Task to complete
Gather each line from the items below that contains the string "instance". Letter case must match.

Record excerpts
+ + + + + + +
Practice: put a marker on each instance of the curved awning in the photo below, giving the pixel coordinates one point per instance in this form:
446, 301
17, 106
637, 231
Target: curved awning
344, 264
+ + + + + + +
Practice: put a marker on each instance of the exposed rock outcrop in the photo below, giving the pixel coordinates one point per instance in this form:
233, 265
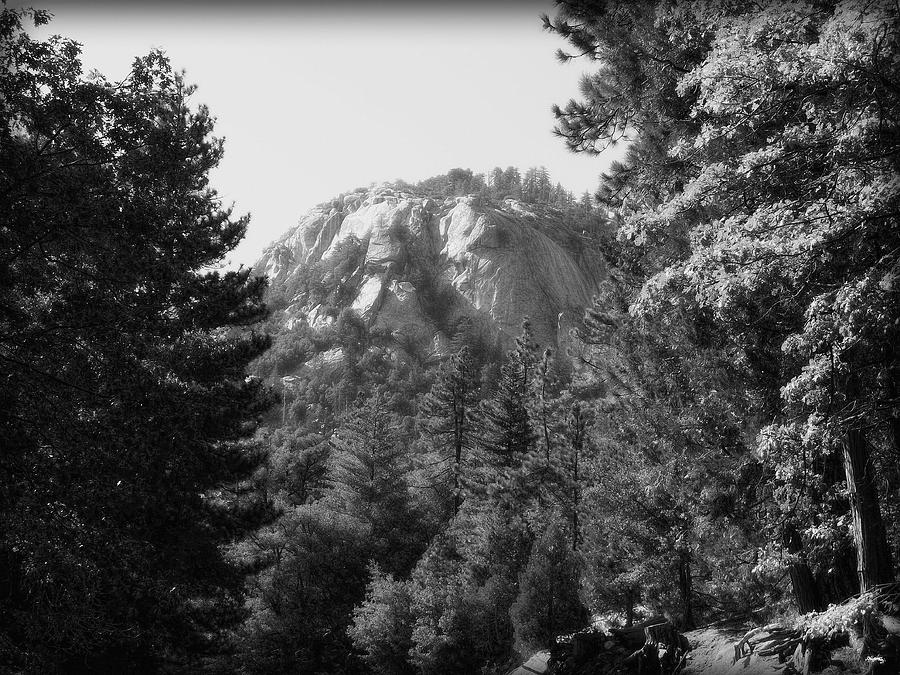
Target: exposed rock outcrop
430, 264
+ + + + + + +
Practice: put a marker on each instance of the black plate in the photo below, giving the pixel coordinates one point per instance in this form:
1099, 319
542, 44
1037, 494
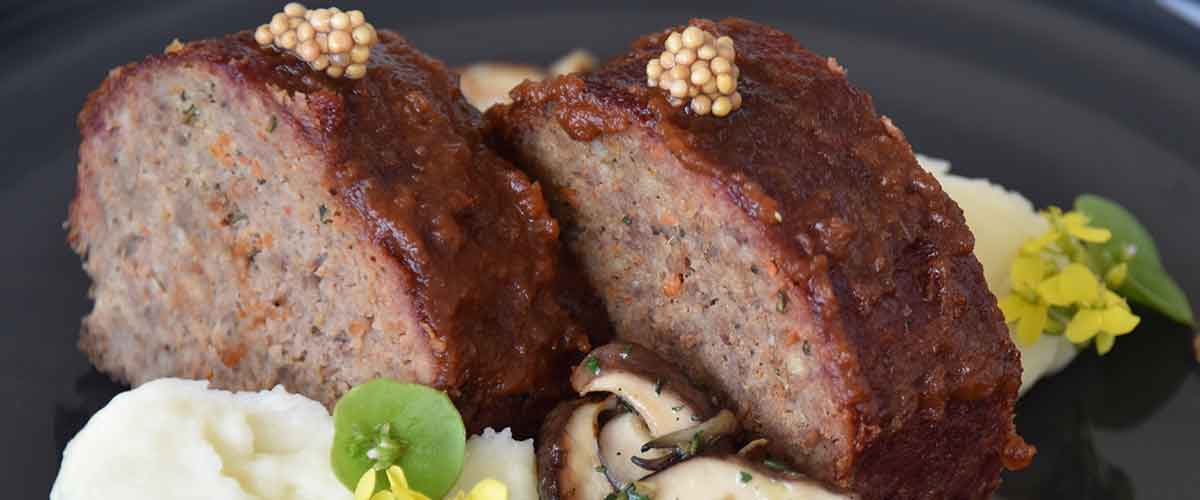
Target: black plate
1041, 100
+ + + + + + +
Response
Practice: put a marker on each instance of the curved awning in the photo below, giving the pixel coordinates one point per instance in this form:
Practice: put a marker on each instance of the exposed rock outcrop in the photo below, giving the pixel coordinates one point per instance in this form:
Practice: put a marker on each instance of the black plate in the photo below, giving the pixel coordinates one point per instance in this form:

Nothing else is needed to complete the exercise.